▸ **Task directions**: Return every line of the data below without any change, keeping the original order.
— start of Data entries —
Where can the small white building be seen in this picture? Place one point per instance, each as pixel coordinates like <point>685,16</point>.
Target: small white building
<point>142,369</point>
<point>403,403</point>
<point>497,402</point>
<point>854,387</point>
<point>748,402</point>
— end of Data entries —
▸ **Written reply**:
Where can the small white building be seen in this picture? Place one point per instance, each as pixel coordinates like <point>685,16</point>.
Target: small white building
<point>142,369</point>
<point>403,403</point>
<point>497,402</point>
<point>854,387</point>
<point>748,402</point>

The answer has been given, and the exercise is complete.